• [Texto de lectura]:
-.-.-

Una mitología atea
Hilario Peña
Los subgéneros son fachadas con la capacidad de invitar a un público atraído por su estética —las mansiones tétricas y el cielo eternamente nublado en el caso de la literatura gótica; el contraste de sombras y luz en el film noir— y sus elementos superficiales —la fedora del detective, los colmillos del vampiro, el revólver del comisario, el traje del astronauta—.
Si el subgénero es la fachada que cubre la historia, entonces el arquetipo es la estructura que lo sostiene todo. Jung creía que los arquetipos forman parte del inconsciente colectivo que gobierna nuestra existencia. “Los arquetipos están en nosotros, y son eternos”, nos dice Frank Hamel.
Cada mitógrafo reconoce una cantidad diferente de arquetipos pero en lo que estamos todos de acuerdo es en que estos provienen de un arquetipo principal: el monomito. La madre y el padre de todas las historias que nos hemos venido contando los seres humanos desde que somos conscientes de nuestro ser.
La existencia del monomito —término tomado por el mitógrafo Joseph Campbell de la novela de James Joyce Finnegan’s Wake de 1939 (Oxford)— sugiere que, desde los inicios de la humanidad, tan solo hemos narrado una historia.
En el monomito el protagonista abandona su cotidiana mundanidad para ingresar a un mundo fantástico y lleno de desafíos. Una región de prodigios sobrenaturales, donde el héroe se enfrenta con fuerzas fabulosas. El héroe regresa de su aventura siendo un ser más sabio, honorable o valiente, y que servirá de guía moral o espiritual para su pueblo, luego de establecer un estándar de conducta.
La vida de Jesucristo se ajusta a este molde milenario que es puesto de cabeza por H.P. Lovecraft en “El horror de Dunwich” (1929), donde la albina y deforme Lavinia Whateley le da un hijo a la entidad cósmica Yog-Sothoth. El engendro producto de la demoniaca concepción es Wilbur Whateley, un prodigio de lo perverso que a los once meses de edad ya es capaz de conversar con adultos.
No pasa una década cuando el hijo de Lavinia alcanza los dos metros de altura. Los perros en Dunwich lo detestan al punto de atacarlo a la primera oportunidad que se les presenta. La misión de Wilbur es abrir un portal que permitirá la entrada a la Tierra de los seres primigenios que esclavizarán a la humanidad.

-.-.-

• [Líneas listadas]:
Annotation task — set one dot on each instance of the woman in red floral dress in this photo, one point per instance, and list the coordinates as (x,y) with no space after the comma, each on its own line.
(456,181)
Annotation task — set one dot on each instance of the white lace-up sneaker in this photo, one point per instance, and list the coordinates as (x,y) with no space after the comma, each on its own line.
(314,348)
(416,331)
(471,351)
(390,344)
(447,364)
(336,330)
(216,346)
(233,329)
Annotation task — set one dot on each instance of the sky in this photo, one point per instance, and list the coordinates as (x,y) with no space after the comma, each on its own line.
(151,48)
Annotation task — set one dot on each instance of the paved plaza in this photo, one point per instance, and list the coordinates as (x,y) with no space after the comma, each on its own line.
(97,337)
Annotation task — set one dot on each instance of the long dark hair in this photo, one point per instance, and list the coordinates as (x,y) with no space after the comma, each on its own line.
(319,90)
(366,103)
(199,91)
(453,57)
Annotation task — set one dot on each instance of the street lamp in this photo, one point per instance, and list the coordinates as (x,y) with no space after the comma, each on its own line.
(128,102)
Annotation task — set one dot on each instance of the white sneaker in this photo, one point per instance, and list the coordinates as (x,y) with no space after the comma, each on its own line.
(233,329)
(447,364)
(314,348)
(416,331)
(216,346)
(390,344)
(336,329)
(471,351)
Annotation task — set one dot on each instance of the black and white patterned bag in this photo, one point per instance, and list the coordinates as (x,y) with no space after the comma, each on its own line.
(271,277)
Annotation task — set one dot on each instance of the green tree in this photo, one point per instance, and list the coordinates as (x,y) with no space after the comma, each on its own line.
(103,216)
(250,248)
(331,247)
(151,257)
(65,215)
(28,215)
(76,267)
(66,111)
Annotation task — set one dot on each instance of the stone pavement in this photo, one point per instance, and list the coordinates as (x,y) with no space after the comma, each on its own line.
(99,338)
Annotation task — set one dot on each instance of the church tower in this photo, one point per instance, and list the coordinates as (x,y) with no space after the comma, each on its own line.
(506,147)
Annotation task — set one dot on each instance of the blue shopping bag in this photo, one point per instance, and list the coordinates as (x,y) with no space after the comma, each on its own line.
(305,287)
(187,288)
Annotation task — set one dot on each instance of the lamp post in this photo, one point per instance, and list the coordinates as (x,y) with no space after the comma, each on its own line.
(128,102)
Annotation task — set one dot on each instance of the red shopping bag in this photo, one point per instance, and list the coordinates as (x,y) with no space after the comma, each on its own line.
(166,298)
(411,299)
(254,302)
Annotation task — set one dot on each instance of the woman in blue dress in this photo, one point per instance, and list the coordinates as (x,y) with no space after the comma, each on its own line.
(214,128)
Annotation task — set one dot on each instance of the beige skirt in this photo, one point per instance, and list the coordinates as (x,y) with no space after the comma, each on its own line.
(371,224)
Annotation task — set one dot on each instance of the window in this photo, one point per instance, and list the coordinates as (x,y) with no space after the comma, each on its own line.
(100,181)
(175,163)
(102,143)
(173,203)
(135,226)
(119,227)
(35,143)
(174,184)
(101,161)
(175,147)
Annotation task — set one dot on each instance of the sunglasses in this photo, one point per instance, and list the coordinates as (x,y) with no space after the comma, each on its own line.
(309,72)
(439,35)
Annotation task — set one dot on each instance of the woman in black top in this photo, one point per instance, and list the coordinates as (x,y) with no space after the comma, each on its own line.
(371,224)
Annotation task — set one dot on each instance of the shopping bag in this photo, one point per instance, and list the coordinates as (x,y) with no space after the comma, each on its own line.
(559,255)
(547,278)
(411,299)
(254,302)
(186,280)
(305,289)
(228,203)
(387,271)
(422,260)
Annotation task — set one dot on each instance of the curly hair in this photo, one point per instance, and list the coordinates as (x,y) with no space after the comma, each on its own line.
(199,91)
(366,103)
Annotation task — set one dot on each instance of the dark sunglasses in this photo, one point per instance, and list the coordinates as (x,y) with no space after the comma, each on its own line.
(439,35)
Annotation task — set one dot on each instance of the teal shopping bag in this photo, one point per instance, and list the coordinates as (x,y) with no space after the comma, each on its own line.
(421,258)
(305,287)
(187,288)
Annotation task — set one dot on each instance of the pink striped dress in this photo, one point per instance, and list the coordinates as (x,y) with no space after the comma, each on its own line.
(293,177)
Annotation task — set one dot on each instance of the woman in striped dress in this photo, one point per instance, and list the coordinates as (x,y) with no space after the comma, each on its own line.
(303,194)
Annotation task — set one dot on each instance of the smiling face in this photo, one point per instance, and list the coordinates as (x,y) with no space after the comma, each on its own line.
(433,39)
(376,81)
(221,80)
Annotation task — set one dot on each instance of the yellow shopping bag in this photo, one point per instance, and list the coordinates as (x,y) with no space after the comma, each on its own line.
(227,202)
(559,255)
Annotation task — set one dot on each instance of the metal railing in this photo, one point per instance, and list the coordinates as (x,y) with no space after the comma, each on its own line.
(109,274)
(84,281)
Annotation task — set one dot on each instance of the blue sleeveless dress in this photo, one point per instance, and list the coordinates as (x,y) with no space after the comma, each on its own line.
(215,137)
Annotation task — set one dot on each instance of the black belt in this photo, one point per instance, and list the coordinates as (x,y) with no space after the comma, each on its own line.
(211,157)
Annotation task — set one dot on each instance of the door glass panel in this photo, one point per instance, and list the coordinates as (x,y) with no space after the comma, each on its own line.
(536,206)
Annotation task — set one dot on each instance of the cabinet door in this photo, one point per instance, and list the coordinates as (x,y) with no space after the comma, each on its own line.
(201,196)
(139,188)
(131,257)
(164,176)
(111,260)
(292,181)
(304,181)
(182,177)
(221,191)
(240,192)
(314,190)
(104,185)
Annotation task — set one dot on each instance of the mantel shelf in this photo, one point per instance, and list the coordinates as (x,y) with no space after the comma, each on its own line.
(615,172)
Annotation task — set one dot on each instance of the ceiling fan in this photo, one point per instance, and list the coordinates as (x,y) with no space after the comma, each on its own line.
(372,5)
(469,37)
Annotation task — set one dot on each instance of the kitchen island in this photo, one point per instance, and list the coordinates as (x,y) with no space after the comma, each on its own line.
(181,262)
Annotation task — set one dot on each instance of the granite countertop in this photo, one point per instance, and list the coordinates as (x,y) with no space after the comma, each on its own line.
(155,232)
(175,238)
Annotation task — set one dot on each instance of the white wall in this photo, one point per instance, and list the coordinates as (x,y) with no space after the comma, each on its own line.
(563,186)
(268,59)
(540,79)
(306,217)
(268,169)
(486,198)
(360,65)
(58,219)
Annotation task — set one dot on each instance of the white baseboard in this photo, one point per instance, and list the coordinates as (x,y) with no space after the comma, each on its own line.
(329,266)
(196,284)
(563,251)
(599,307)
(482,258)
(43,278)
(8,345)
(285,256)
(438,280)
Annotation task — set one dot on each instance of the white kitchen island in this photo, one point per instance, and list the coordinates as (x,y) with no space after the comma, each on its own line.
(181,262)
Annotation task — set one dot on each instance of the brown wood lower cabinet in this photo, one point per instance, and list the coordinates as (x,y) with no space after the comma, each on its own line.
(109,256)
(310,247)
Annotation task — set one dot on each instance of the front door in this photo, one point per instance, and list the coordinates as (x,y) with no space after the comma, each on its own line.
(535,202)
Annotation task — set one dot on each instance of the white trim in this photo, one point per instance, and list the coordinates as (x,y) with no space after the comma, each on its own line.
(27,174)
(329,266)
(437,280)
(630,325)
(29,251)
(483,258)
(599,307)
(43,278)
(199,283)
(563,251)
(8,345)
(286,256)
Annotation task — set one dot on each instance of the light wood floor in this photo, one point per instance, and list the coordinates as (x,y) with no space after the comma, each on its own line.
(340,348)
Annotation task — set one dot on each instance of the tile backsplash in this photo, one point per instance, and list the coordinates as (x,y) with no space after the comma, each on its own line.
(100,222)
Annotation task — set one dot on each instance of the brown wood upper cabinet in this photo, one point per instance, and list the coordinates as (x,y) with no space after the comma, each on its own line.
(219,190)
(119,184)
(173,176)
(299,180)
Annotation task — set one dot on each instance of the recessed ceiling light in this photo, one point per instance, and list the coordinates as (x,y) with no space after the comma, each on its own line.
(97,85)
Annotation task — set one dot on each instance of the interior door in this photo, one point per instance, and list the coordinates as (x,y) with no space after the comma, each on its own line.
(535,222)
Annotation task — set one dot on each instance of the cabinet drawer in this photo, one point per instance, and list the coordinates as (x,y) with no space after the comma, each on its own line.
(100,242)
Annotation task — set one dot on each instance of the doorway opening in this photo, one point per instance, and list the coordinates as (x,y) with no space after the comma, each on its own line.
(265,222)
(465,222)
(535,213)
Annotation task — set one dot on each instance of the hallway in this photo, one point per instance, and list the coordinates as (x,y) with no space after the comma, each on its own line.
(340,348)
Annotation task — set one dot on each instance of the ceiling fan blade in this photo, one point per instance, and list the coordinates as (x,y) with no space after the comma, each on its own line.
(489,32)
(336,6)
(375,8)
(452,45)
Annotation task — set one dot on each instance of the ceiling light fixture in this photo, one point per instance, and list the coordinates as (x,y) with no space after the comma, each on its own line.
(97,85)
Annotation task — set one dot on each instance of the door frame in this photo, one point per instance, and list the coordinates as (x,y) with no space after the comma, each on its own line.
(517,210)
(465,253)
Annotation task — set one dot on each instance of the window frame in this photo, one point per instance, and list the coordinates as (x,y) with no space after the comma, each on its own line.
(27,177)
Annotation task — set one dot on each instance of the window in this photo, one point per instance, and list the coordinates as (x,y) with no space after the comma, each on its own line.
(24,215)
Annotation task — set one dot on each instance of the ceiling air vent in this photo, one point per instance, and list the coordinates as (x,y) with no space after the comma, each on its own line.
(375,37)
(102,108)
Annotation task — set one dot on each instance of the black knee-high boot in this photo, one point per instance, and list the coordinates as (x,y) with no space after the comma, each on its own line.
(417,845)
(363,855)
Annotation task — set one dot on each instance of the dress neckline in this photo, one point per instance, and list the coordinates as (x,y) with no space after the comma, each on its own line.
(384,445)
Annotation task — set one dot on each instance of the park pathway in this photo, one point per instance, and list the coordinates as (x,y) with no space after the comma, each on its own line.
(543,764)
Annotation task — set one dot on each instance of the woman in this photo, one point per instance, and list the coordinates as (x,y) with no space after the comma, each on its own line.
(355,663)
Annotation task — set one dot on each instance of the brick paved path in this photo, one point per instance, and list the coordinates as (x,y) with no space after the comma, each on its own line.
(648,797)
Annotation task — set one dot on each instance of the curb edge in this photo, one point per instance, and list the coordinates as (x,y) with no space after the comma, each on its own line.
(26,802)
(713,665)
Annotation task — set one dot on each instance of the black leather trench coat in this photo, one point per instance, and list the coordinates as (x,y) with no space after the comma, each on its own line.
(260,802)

-.-.-

• [Propósito del ejercicio]:
Sustituya "humanidad" por "especie humana" al transcribir de nuevo el texto sobre el monomito desde "La vida de Jesucristo" hasta "a la humanidad.", ambos inclusive. Las líneas constituyen un material independiente del texto.

• [Respuesta solicitada]:
La vida de Jesucristo se ajusta a este molde milenario que es puesto de cabeza por H.P. Lovecraft en “El horror de Dunwich” (1929), donde la albina y deforme Lavinia Whateley le da un hijo a la entidad cósmica Yog-Sothoth. El engendro producto de la demoniaca concepción es Wilbur Whateley, un prodigio de lo perverso que a los once meses de edad ya es capaz de conversar con adultos.
No pasa una década cuando el hijo de Lavinia alcanza los dos metros de altura. Los perros en Dunwich lo detestan al punto de atacarlo a la primera oportunidad que se les presenta. La misión de Wilbur es abrir un portal que permitirá la entrada a la Tierra de los seres primigenios que esclavizarán a la especie humana.